• [EXERCISE]: Transcribe the listing below exactly, leaving nothing out.

• [TASK MATERIAL]:
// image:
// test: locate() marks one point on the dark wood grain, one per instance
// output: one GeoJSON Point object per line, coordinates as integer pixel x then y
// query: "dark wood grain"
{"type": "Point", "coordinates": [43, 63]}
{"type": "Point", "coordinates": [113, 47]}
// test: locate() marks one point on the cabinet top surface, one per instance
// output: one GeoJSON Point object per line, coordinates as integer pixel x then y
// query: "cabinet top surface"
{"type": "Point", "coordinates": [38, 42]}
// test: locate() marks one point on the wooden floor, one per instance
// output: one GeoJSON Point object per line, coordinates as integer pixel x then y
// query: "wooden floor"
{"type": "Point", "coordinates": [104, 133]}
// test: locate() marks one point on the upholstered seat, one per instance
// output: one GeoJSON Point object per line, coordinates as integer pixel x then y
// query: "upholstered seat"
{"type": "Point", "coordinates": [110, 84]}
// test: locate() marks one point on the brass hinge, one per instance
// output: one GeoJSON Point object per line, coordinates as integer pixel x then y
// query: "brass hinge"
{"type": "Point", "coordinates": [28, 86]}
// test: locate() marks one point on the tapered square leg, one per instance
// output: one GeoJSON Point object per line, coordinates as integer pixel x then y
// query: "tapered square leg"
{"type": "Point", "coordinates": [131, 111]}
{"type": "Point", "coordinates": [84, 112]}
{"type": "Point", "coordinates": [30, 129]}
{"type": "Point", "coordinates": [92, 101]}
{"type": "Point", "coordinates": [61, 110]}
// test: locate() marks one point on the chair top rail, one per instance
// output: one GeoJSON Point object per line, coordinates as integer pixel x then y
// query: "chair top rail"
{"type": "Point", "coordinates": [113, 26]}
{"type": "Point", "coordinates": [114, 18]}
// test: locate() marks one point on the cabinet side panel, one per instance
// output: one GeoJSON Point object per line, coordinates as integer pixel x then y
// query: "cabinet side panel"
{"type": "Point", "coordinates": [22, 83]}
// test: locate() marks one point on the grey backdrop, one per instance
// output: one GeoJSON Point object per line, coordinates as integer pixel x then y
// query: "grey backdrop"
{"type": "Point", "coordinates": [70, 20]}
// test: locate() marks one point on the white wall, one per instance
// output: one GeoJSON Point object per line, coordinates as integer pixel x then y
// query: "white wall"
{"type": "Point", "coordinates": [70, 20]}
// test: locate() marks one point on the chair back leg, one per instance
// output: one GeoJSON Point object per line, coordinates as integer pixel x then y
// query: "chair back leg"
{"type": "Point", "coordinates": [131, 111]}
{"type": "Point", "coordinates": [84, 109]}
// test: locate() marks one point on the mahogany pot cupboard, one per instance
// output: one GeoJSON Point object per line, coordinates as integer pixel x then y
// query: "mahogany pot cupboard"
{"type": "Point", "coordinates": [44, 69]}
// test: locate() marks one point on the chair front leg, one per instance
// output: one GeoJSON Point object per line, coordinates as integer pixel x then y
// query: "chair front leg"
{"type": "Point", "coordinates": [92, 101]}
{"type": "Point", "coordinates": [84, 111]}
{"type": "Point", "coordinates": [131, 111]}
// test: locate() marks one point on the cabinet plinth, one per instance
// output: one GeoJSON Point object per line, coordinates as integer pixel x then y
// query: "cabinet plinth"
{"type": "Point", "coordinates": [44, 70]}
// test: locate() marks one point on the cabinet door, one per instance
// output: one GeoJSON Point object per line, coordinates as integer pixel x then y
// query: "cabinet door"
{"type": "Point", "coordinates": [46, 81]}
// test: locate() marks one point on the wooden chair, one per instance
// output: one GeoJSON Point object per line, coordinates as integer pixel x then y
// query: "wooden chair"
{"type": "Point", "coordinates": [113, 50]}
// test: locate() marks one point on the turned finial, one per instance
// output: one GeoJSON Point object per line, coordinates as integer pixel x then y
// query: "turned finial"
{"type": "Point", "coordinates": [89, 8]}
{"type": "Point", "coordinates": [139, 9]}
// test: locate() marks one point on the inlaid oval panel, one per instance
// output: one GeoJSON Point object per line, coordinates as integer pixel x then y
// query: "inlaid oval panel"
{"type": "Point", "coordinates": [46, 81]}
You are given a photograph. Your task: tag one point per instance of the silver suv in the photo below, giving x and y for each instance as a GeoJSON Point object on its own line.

• [EXPECTED ANSWER]:
// image:
// test: locate() marks one point on the dark wood grain, one per instance
// output: one GeoJSON Point object per line, coordinates as integer pixel x then y
// query: "dark wood grain"
{"type": "Point", "coordinates": [43, 63]}
{"type": "Point", "coordinates": [113, 47]}
// test: locate() marks one point on the cabinet top surface, one per instance
// output: one GeoJSON Point object per line, coordinates as integer pixel x then y
// query: "cabinet top surface"
{"type": "Point", "coordinates": [38, 42]}
// test: locate() marks one point on the wooden floor, one per instance
// output: one GeoJSON Point object per line, coordinates as integer pixel x then y
// query: "wooden floor"
{"type": "Point", "coordinates": [104, 133]}
// test: locate() marks one point on the upholstered seat, one per instance
// output: one GeoJSON Point object per line, coordinates as integer pixel x then y
// query: "upholstered seat"
{"type": "Point", "coordinates": [110, 84]}
// test: locate() marks one point on the brass hinge, one per instance
// output: one GeoJSON Point object per line, coordinates as integer pixel x then y
// query: "brass hinge"
{"type": "Point", "coordinates": [28, 86]}
// test: locate() marks one point on the tapered square leg, one per instance
// output: one GeoJSON Point object per line, coordinates as integer pixel x then y
// query: "tapered square leg"
{"type": "Point", "coordinates": [131, 111]}
{"type": "Point", "coordinates": [84, 112]}
{"type": "Point", "coordinates": [30, 129]}
{"type": "Point", "coordinates": [92, 101]}
{"type": "Point", "coordinates": [61, 110]}
// test: locate() marks one point on the chair top rail, one per instance
// output: one GeoJSON Point object per line, coordinates as integer pixel x then y
// query: "chair top rail"
{"type": "Point", "coordinates": [113, 26]}
{"type": "Point", "coordinates": [114, 18]}
// test: locate() marks one point on the cabinet side panel, one per instance
// output: one GeoJSON Point object per line, coordinates as integer pixel x then y
// query: "cabinet side panel"
{"type": "Point", "coordinates": [22, 83]}
// test: locate() marks one point on the grey backdrop, one per instance
// output: one GeoJSON Point object per line, coordinates as integer pixel x then y
// query: "grey backdrop"
{"type": "Point", "coordinates": [70, 20]}
// test: locate() marks one point on the white wall, one per instance
// output: one GeoJSON Point object per line, coordinates as integer pixel x then y
// query: "white wall"
{"type": "Point", "coordinates": [70, 20]}
// test: locate() marks one point on the chair back leg, one per instance
// output: one GeoJSON Point object per line, coordinates as integer pixel x then y
// query: "chair back leg"
{"type": "Point", "coordinates": [131, 111]}
{"type": "Point", "coordinates": [84, 109]}
// test: locate() marks one point on the mahogany pot cupboard, one per instance
// output: one GeoJSON Point object per line, coordinates as integer pixel x then y
// query: "mahogany pot cupboard"
{"type": "Point", "coordinates": [44, 69]}
// test: locate() marks one point on the chair front leg, one per instance
// output: one GeoJSON Point object per line, coordinates as integer pixel x then y
// query: "chair front leg"
{"type": "Point", "coordinates": [92, 101]}
{"type": "Point", "coordinates": [84, 111]}
{"type": "Point", "coordinates": [131, 111]}
// test: locate() marks one point on the cabinet plinth, one per instance
// output: one GeoJSON Point object per line, coordinates as integer pixel x then y
// query: "cabinet plinth"
{"type": "Point", "coordinates": [44, 70]}
// test: locate() marks one point on the cabinet door, one per instance
// output: one GeoJSON Point object per line, coordinates as integer pixel x then y
// query: "cabinet door"
{"type": "Point", "coordinates": [46, 81]}
// test: locate() marks one point on the wooden chair, one per instance
// output: one GeoJSON Point object per line, coordinates as integer pixel x then y
// query: "wooden chair"
{"type": "Point", "coordinates": [113, 50]}
// test: locate() marks one point on the turned finial, one per instance
// output: one GeoJSON Point object per line, coordinates as integer pixel x then y
// query: "turned finial"
{"type": "Point", "coordinates": [89, 8]}
{"type": "Point", "coordinates": [139, 9]}
// test: locate() marks one point on the inlaid oval panel, one per instance
// output: one GeoJSON Point object per line, coordinates as integer pixel x then y
// query: "inlaid oval panel"
{"type": "Point", "coordinates": [46, 81]}
You are given a photograph. Your task: tag one point per instance of the silver suv in the photo below, giving x and y for each instance as a GeoJSON Point object on its own line.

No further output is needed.